Kasus Lama Terungkap, Raden Nuh Ungkap Raffi Ahmad Belum Bayar Honor Rp250 Juta

Kasus Lama Terungkap, Raden Nuh Ungkap Raffi Ahmad Belum Bayar Honor Rp250 Juta

“Janji Rp250 Juta yang Tak Terealisasi — Kisah Lama Raffi Ahmad dan Raden Nuh”

Latar Belakang Kasus

Pada Januari 2013, Raffi Ahmad — presenter dan pengusaha yang saat itu berusia sekitar 26 tahun — menjadi sorotan publik ketika kediamannya di Lebak Bulus, Jakarta Selatan, digeledah oleh Badan Narkotika Nasional (BNN). Petugas menemukan zat bernama 3,4-methylenedioxy-N-methylcathinone (MMDC) atau lebih dikenal dengan “methylone”, yaitu turunan dari katinon.
# # # # #
Menurut artikel tentang Raffi Ahmad di atas, lembaga apa yang menggeledah kediamannya pada Januari 2013?

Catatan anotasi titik
# # # # #
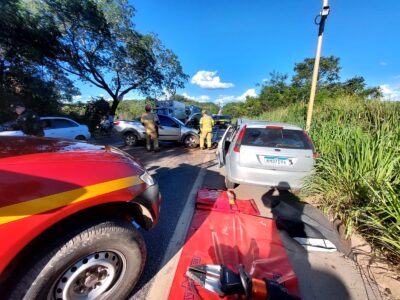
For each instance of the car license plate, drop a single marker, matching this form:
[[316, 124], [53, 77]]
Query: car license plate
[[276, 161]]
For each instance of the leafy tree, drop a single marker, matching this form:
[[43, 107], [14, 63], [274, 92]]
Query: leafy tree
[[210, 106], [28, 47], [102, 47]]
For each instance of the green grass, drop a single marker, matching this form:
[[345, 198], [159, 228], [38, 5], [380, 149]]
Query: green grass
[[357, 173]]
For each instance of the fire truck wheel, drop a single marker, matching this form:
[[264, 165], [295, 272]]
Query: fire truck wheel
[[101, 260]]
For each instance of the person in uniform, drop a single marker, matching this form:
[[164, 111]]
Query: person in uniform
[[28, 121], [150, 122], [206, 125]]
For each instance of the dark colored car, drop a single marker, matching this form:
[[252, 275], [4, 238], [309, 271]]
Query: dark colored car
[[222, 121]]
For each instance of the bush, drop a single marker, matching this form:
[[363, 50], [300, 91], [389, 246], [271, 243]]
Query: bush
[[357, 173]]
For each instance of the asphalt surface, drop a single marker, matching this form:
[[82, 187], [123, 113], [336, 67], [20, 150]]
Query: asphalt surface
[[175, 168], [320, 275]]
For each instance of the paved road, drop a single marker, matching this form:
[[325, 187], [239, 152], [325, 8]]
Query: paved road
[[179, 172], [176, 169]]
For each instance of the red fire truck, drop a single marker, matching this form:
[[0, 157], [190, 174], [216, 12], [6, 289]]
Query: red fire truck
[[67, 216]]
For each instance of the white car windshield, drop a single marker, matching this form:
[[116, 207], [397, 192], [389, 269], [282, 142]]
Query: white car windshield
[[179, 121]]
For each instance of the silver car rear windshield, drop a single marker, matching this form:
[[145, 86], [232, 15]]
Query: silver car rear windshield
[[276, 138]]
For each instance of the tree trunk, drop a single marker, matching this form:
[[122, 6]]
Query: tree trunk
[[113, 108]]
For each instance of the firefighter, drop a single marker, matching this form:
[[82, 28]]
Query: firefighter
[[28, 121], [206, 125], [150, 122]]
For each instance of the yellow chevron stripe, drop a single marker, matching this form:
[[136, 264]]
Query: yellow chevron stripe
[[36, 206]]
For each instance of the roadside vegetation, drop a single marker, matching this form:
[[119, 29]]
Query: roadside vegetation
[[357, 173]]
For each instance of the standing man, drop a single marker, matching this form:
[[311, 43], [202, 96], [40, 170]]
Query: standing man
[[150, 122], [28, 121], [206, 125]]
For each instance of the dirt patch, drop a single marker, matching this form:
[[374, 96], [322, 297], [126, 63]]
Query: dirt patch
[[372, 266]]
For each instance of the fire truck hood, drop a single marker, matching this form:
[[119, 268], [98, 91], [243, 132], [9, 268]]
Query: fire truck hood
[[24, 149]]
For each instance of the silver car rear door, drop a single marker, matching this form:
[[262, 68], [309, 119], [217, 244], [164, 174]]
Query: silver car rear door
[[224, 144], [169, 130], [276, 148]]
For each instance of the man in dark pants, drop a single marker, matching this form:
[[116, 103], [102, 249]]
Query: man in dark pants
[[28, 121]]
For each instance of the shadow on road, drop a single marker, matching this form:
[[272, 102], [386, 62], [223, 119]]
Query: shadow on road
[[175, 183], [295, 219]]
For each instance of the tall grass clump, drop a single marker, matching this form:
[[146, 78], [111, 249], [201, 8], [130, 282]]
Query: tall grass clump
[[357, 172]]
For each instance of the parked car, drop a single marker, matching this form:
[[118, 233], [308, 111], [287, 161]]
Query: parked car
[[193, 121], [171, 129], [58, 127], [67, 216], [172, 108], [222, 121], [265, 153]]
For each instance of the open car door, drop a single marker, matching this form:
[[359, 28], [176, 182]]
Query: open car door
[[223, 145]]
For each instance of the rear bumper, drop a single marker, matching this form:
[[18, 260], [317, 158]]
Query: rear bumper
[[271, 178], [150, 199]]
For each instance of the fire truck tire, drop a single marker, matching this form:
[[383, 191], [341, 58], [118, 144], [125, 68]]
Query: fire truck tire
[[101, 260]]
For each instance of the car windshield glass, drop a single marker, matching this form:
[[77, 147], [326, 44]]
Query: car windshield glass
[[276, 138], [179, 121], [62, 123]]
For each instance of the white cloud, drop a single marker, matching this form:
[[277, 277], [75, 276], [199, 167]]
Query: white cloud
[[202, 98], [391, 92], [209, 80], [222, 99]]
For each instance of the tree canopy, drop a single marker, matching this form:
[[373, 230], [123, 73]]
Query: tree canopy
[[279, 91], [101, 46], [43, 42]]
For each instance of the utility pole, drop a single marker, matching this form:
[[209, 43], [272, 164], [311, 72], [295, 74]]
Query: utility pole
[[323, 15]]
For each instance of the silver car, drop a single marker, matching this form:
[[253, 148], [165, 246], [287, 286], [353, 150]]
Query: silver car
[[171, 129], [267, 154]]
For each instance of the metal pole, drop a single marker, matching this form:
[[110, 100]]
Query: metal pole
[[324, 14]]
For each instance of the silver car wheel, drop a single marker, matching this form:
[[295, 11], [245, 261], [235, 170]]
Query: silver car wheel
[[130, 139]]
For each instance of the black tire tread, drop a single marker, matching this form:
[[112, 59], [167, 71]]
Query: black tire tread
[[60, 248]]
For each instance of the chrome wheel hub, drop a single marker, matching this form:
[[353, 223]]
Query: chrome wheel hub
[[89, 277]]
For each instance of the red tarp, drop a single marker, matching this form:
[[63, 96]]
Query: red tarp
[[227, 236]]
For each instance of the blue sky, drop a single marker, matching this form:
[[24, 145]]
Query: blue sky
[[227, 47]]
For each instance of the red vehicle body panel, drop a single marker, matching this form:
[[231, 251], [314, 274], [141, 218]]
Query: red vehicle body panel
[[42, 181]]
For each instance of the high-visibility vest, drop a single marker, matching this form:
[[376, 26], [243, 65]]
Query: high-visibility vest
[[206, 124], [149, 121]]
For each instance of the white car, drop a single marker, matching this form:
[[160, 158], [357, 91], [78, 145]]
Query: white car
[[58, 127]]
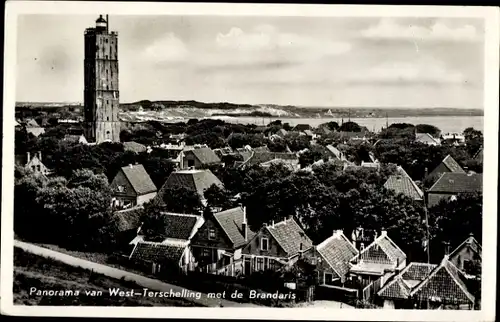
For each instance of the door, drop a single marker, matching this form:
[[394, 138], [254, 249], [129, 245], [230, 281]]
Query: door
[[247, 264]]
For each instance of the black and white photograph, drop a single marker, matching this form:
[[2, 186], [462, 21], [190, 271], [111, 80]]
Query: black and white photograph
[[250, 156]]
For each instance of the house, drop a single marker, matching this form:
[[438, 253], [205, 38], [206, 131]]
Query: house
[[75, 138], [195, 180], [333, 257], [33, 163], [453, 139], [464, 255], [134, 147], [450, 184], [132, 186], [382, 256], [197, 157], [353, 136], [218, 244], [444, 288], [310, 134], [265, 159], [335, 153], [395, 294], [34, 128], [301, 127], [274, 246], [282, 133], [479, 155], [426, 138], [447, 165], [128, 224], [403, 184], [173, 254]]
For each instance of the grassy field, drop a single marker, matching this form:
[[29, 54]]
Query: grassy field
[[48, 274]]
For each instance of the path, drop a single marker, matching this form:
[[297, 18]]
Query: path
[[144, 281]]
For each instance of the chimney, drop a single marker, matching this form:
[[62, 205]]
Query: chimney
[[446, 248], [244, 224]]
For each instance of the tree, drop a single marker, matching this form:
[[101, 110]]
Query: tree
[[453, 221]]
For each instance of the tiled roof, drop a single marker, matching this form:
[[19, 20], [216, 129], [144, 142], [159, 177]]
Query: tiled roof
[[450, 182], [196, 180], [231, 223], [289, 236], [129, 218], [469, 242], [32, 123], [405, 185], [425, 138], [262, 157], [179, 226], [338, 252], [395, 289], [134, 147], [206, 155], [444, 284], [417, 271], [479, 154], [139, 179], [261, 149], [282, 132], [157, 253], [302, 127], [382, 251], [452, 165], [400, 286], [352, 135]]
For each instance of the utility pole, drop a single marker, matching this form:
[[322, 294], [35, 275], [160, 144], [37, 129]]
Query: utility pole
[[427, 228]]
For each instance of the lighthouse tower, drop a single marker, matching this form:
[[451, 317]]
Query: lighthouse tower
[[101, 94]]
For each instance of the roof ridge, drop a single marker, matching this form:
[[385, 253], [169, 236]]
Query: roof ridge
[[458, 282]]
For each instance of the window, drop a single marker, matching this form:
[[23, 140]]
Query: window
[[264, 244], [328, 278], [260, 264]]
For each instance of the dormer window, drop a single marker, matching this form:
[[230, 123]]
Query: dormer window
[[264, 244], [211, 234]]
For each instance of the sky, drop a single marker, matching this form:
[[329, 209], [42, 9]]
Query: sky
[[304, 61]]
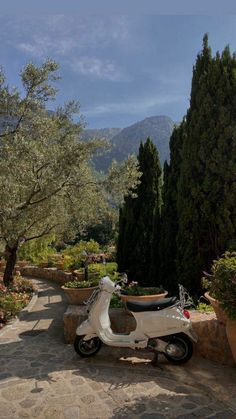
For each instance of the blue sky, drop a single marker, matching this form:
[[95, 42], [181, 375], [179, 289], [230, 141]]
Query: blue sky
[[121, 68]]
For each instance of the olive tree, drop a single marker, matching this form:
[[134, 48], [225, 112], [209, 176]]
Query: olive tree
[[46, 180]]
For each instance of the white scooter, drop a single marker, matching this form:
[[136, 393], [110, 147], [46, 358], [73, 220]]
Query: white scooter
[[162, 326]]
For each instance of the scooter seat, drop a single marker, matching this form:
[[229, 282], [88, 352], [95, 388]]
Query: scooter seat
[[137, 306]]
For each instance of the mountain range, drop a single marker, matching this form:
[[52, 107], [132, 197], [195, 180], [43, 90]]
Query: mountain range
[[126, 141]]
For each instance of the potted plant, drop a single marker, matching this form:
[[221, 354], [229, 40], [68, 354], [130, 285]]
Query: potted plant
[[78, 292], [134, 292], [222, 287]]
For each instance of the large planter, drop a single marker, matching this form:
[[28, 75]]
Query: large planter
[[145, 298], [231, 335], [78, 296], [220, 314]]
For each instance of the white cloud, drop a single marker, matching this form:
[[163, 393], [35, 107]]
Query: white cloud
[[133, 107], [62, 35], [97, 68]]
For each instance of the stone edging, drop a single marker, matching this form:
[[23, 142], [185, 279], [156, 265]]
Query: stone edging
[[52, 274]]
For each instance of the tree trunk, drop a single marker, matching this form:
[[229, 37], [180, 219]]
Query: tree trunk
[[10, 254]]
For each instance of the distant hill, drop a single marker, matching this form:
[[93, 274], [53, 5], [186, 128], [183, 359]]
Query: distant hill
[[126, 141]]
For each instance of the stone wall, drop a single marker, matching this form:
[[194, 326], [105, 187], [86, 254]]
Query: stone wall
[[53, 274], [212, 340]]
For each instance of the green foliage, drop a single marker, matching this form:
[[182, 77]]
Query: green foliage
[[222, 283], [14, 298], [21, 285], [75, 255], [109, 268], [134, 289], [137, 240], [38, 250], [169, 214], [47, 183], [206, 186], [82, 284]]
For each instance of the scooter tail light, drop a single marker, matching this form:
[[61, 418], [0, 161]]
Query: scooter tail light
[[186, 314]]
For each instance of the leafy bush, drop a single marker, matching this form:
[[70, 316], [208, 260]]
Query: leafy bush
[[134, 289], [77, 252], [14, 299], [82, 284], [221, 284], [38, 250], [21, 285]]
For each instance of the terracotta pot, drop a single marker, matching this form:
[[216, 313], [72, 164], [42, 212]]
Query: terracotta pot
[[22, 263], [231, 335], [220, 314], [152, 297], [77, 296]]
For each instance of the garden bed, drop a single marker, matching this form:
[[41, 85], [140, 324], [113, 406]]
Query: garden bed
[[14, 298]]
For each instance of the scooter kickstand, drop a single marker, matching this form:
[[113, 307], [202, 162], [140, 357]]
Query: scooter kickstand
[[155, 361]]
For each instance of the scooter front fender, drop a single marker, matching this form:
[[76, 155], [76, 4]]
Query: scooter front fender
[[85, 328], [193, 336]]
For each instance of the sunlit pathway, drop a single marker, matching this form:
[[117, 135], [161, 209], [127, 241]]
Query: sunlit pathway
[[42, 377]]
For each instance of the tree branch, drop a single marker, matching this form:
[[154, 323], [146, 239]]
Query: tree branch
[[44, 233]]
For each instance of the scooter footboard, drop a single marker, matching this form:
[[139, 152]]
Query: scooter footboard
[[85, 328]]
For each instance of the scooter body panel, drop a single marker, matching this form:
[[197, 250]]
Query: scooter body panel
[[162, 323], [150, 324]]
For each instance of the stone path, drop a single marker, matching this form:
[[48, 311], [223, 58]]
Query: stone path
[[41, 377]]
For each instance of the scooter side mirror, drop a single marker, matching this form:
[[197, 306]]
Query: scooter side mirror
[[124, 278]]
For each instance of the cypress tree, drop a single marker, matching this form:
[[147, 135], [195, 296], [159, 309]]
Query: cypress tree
# # # # #
Jawaban:
Badan Narkotika Nasional (BNN) menggeledah kediaman Raffi Ahmad.